— begin Available data —

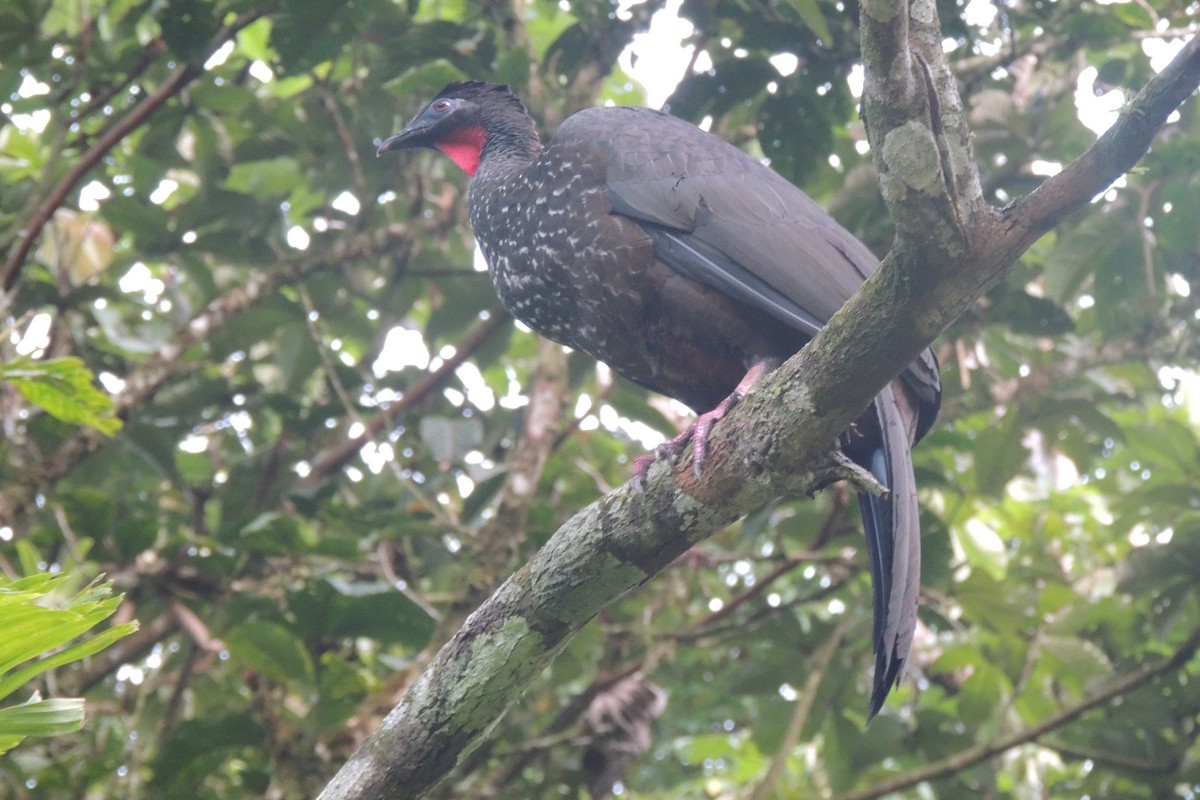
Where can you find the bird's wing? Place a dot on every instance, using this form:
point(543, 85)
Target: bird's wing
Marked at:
point(725, 220)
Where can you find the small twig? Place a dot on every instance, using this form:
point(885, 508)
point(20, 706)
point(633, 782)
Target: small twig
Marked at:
point(982, 752)
point(29, 233)
point(341, 455)
point(801, 713)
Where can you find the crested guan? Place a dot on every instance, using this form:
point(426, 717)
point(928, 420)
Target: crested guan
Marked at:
point(690, 269)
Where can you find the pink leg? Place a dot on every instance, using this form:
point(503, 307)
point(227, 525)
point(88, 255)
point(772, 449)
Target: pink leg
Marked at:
point(697, 432)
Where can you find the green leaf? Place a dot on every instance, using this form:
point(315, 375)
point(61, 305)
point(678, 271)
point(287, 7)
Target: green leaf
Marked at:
point(42, 717)
point(810, 12)
point(64, 389)
point(274, 651)
point(264, 179)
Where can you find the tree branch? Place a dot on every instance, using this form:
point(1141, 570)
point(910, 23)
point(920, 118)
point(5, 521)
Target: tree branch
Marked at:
point(989, 750)
point(139, 114)
point(949, 250)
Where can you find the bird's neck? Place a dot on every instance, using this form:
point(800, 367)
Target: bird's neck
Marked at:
point(510, 145)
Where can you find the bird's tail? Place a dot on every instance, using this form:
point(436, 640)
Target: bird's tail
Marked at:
point(893, 540)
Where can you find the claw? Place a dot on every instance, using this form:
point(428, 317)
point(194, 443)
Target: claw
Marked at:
point(697, 432)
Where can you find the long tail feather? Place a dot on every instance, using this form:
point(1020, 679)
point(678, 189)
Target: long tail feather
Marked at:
point(893, 542)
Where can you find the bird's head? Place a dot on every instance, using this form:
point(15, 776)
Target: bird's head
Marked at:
point(462, 120)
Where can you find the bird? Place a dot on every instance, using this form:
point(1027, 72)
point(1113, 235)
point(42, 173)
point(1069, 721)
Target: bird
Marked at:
point(691, 269)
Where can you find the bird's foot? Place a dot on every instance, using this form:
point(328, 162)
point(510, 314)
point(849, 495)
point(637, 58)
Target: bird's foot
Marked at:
point(697, 432)
point(667, 451)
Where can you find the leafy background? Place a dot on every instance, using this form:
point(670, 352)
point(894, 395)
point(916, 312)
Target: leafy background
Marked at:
point(313, 441)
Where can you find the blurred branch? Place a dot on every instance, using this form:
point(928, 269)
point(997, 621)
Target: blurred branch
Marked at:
point(348, 449)
point(982, 752)
point(495, 546)
point(29, 232)
point(148, 377)
point(799, 717)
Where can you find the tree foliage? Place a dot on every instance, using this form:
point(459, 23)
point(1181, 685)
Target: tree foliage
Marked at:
point(333, 445)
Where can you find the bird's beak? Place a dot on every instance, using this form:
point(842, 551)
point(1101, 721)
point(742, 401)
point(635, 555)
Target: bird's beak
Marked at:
point(413, 136)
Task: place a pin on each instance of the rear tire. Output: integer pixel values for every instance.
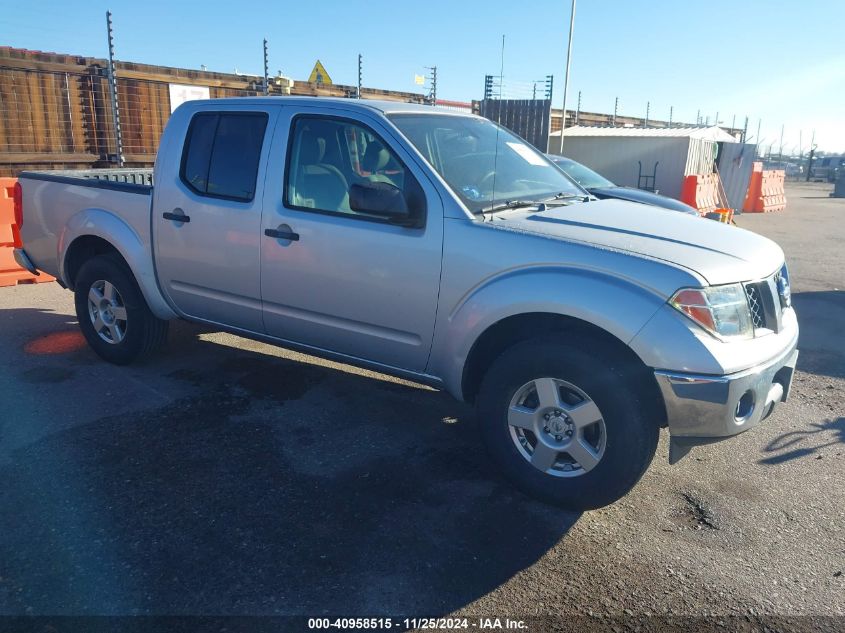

— end Available data —

● Aim
Copy all of the material above word for word, from start to finish, and leave out the pictures.

● Output for this task
Where can you find the bird's wing? Place a dot on every instance, using this form:
point(543, 85)
Target: bird's wing
Marked at:
point(725, 220)
Where can you find the small twig? Place a dot on every instance, using this form:
point(885, 508)
point(20, 706)
point(633, 782)
Target: small twig
Marked at:
point(982, 752)
point(29, 233)
point(341, 455)
point(801, 713)
Where can you find the crested guan? Place a dot on every instance, using this form:
point(426, 717)
point(928, 420)
Target: crested guan
Marked at:
point(690, 269)
Where can you find the pink leg? Place a dot on every instance, using this form:
point(503, 307)
point(227, 525)
point(88, 255)
point(772, 449)
Target: pink leg
Marked at:
point(697, 432)
Where can you find the green leaf? Place a dot on every instance, using this form:
point(315, 375)
point(61, 305)
point(678, 271)
point(287, 7)
Target: green leaf
Marked at:
point(42, 717)
point(810, 12)
point(64, 389)
point(274, 651)
point(264, 179)
Where can you find the tree branch? Place a dot on every instance, using this form:
point(1141, 570)
point(910, 23)
point(920, 118)
point(5, 521)
Target: tree branch
Marked at:
point(989, 750)
point(139, 114)
point(949, 250)
Where can you find the bird's neck? Place a dot on every instance, using this form:
point(800, 367)
Target: bird's neck
Marked at:
point(510, 145)
Where can you find the bird's tail? Place a dot on every instance, using this form:
point(436, 640)
Target: bird's tail
Marked at:
point(893, 540)
Where can you find the claw? Place a dot on every instance, using this form:
point(428, 317)
point(194, 443)
Target: claw
Marked at:
point(697, 432)
Where can you find the long tail feather? Place a dot on every instance, using this form:
point(1020, 679)
point(678, 189)
Target: long tail feather
Marked at:
point(893, 542)
Where can you find the bird's head? Place a dot on every instance, using this form:
point(15, 776)
Target: bird's head
Marked at:
point(462, 120)
Where can you find the bird? Place a dot on every instance, using this form:
point(1027, 72)
point(1113, 235)
point(42, 173)
point(1069, 721)
Target: bird
Marked at:
point(691, 269)
Where can you find the bird's foot? Place a dot on every instance, using this form:
point(328, 162)
point(510, 314)
point(849, 495)
point(637, 58)
Target: bird's foot
Marked at:
point(697, 432)
point(667, 451)
Where can you find the leafy background? Place a dot on every instance, using this form:
point(670, 352)
point(894, 395)
point(916, 312)
Target: leafy background
Marked at:
point(313, 441)
Where can you find the blurred branch? Place a dot on every instance, using this form:
point(928, 269)
point(997, 621)
Target: blurred branch
Marked at:
point(348, 449)
point(982, 752)
point(495, 546)
point(29, 232)
point(148, 377)
point(799, 717)
Where can you find the tree foliage? Place a dot on every instance, using this form:
point(459, 23)
point(1181, 685)
Target: tree foliage
Marked at:
point(333, 445)
Where can you find the bird's beak? Place a dot on every instance, using this form:
point(842, 551)
point(1101, 721)
point(742, 401)
point(635, 555)
Target: bird's beak
Marked at:
point(413, 136)
Task: place a pin on each instance of the rear tire. Output: integer pixel values for every instance.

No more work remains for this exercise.